## [TEXT BLOCK]
____

The distinction is important because we need to define the probability of IBD in a population. Consider a population of size \(N_e\). In this population, the probability of two individuals having the same allele from the same parent (IBD) is

\[ P(IBD) = \frac{1}{2N_e^i} \]

The value of \(N_e^i\) can be estimated directly by looking at the change in heterozygosity through time, which is why we call it inbreeding effective size. The expected heterozygosity at some point in the future, say \(t\) generations, is based upon the starting heterozygosity and the population size.

\[ H_t = H_0 e^{-\frac{t}{2N_e^i}} \]

which can be re-arranged to solve for \(N_e^i\) as:

\[ N_e^i = -\frac{t}{2 \ln \left( \frac{H_t}{H_O} \right) } \]

Thus estimating the change in heterozygosity at two points in time, provides a measure of the genetic effective size an idealized population would be to see similar changes in heterozygosity assuming all the remaining factors related to HWE are correct.

____

## [STUDY QUESTIONS]
**A.** Answer the following questions from the passage on inbreeding effective size:
(i) What formula does the passage give for the probability of IBD?
(ii) According to the passage, why is \(N_e^i\) called the inbreeding effective size?
(iii) On what two things is the expected heterozygosity after \(t\) generations based?
**B.** Reproduce word for word a section of the passage on inbreeding effective size, beginning at the words "The value of" and stopping after "the population size.".
**C.** Write the next portion of the passage on inbreeding effective size, picking up after its final sentence.

(Collected data entries)
____

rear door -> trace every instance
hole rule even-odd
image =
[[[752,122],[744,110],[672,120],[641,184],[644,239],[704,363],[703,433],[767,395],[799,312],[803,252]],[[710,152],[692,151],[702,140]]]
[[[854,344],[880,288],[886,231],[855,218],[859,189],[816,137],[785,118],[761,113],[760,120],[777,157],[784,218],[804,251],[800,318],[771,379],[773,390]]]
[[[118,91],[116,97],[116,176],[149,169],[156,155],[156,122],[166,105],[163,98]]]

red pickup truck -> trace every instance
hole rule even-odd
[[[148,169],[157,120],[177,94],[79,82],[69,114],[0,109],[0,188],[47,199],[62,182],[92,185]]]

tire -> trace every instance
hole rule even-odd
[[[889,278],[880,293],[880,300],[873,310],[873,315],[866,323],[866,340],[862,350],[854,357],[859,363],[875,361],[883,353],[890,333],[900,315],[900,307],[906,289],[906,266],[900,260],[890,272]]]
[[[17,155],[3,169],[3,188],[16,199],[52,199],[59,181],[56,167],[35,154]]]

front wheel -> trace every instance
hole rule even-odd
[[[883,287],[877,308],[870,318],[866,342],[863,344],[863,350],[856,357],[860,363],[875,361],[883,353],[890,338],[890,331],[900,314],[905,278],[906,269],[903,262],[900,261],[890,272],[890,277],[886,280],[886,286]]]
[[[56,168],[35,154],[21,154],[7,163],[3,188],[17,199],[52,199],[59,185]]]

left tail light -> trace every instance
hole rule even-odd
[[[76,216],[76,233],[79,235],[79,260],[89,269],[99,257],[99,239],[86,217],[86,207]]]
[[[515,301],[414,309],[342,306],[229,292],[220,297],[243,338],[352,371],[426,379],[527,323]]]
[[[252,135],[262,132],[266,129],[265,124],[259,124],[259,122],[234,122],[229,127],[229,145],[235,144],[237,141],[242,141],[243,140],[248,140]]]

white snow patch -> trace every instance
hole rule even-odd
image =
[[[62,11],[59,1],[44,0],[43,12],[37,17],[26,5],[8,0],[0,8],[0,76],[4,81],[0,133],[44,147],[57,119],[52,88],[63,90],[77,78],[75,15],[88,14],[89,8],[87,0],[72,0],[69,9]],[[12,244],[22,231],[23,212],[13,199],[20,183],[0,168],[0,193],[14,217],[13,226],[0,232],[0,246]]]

____

## [OUTPUTS IN ORDER]
**A.**
(i) \( P(IBD) = \frac{1}{2N_e^i} \)
(ii) Because its value can be estimated directly by looking at the change in heterozygosity through time.
(iii) The starting heterozygosity and the population size.

**B.**
The value of \(N_e^i\) can be estimated directly by looking at the change in heterozygosity through time, which is why we call it inbreeding effective size. The expected heterozygosity at some point in the future, say \(t\) generations, is based upon the starting heterozygosity and the population size.

**C.**
9.2.2 Variance Effective Population Size

Instead of looking at changes in heterozygosity, you can also look at changes in allele frequencies across generations. As shown previously, the probability that allele frequencies change across generations is directly related to population size, smaller populations have a greater chance of producing offspring whose allele frequencies vary wildly from their parents generation. As the population size increases, the variance in allele frequencies (\(\sigma_{\delta p}^2\)) across generations decreases.

\[ \sigma_{\delta p}^2 = \frac{p_{t-1}q_{t-1}}{N_e^v} \]

Rearranging this function to solve for the variance effective population size, \(N_e^v\), give us:

\[ N_e^v = \frac{p_{t-1}q_{t-1}}{2\sigma_{\delta p}^2} \]

Both \(N_e^i\) and \(N_e^v\) approach the problem from a different perspective and could provide vastly different numerical approximations for the underlying parameter you are interested in examining. As a result, you must make sure that you are explicit in describing the conditions under which you are estimating these parameters and be specific about the way in which you are estimating them.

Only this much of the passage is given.